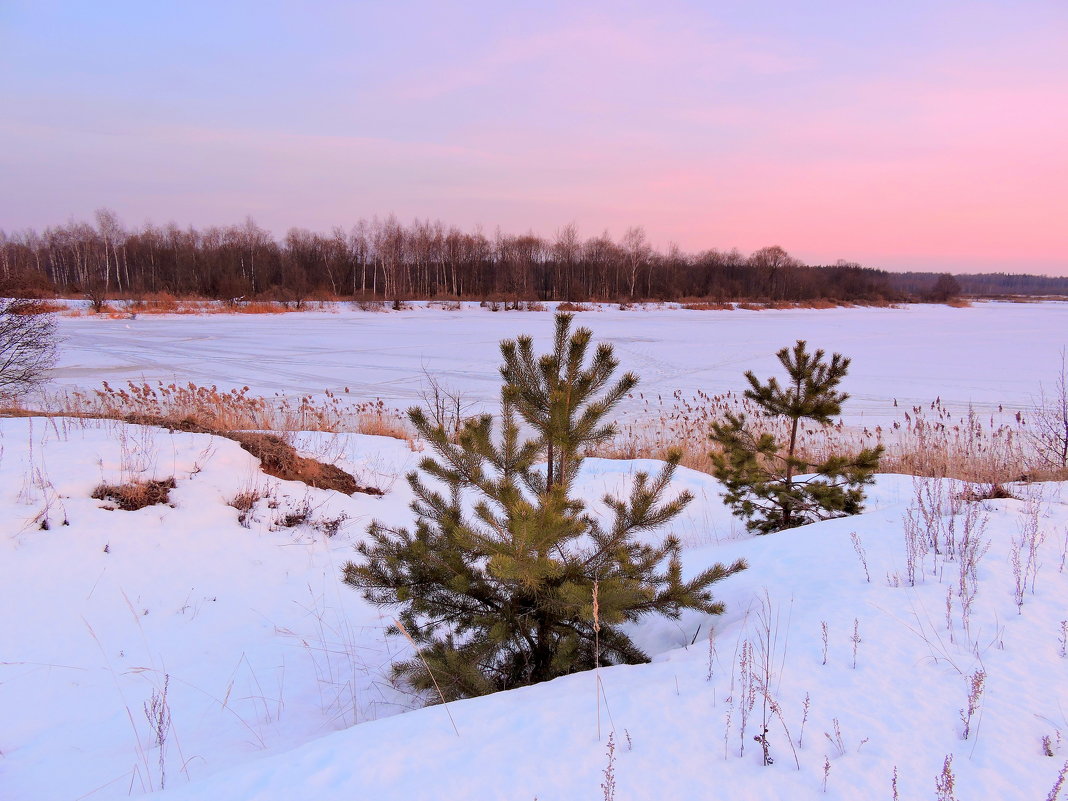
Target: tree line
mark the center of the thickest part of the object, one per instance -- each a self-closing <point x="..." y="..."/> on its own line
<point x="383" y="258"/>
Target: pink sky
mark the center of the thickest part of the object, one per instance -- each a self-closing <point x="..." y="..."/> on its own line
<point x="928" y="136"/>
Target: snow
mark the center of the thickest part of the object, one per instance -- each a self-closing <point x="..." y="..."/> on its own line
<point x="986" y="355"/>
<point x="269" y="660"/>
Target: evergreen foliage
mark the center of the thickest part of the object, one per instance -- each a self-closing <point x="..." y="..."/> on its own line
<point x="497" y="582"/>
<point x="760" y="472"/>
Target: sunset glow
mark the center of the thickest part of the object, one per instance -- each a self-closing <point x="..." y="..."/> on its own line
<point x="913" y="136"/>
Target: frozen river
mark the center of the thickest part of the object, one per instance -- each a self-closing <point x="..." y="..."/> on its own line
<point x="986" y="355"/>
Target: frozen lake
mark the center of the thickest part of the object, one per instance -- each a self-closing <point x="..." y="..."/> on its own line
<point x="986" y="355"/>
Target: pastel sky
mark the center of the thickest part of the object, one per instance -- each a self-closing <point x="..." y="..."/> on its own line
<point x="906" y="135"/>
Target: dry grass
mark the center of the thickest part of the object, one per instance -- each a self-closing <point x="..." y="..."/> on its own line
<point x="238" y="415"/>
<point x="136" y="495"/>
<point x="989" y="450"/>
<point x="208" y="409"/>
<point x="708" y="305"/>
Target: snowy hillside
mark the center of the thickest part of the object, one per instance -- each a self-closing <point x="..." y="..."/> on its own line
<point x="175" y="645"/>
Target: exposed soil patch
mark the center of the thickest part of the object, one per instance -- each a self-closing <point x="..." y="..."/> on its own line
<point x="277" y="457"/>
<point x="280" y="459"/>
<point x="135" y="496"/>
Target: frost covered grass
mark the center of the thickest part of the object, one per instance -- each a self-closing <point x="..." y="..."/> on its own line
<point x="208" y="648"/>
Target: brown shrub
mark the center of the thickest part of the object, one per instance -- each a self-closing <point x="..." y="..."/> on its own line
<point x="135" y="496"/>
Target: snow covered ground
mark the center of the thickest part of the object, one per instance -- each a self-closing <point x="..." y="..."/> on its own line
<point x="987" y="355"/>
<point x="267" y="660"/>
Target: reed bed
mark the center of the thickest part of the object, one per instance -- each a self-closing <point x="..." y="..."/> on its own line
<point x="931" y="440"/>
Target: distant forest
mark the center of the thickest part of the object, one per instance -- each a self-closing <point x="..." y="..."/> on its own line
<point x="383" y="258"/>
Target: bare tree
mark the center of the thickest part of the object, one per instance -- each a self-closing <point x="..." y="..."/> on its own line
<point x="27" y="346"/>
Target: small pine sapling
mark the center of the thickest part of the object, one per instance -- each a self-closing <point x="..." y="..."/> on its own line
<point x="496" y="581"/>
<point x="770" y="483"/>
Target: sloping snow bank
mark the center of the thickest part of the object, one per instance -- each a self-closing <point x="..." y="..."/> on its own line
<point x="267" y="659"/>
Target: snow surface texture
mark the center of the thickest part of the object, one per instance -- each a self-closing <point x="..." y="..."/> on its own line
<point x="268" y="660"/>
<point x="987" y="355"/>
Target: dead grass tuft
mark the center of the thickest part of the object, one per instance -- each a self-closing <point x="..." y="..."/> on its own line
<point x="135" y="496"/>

::::

**Exercise goal**
Find the line that contains "Target: snow covered ground" in the listing above. Retype it and every line after it up to the last, exactly, and nothing else.

**Output below**
Target: snow covered ground
mark the center of the thickest part of the object, one per instance -- each a self-closing <point x="..." y="..."/> on its own line
<point x="987" y="355"/>
<point x="267" y="660"/>
Target: reed bed
mark the center of the thickest part of the object, one per instance -- each a self-closing <point x="..." y="..."/> on its own line
<point x="931" y="440"/>
Target: distant forest
mark the center of the thickest part of the object, one per instance -- each a self-closing <point x="..." y="..."/> on its own line
<point x="383" y="258"/>
Target: bare tree
mark the center of the thickest part of the object, one per instance -- each a self-closing <point x="..." y="..."/> on its own line
<point x="27" y="346"/>
Target: small pine sapling
mark the center of the thickest part of the object, one per instance -- each a self-closing <point x="..." y="..."/> on its own line
<point x="496" y="581"/>
<point x="770" y="483"/>
Target: sloping snow bank
mark the center of the thickest part of the object, one per instance -- each a self-closing <point x="..." y="..."/> on its own line
<point x="267" y="659"/>
Target: snow surface texture
mark the center of the thickest part of the object, one per instance -- each a self-closing <point x="..." y="..."/> on its own line
<point x="268" y="660"/>
<point x="987" y="355"/>
Target: dead grass tuft
mark the center of the thickest part of the object, one per instance -- each a self-closing <point x="..." y="..."/> on its own line
<point x="135" y="496"/>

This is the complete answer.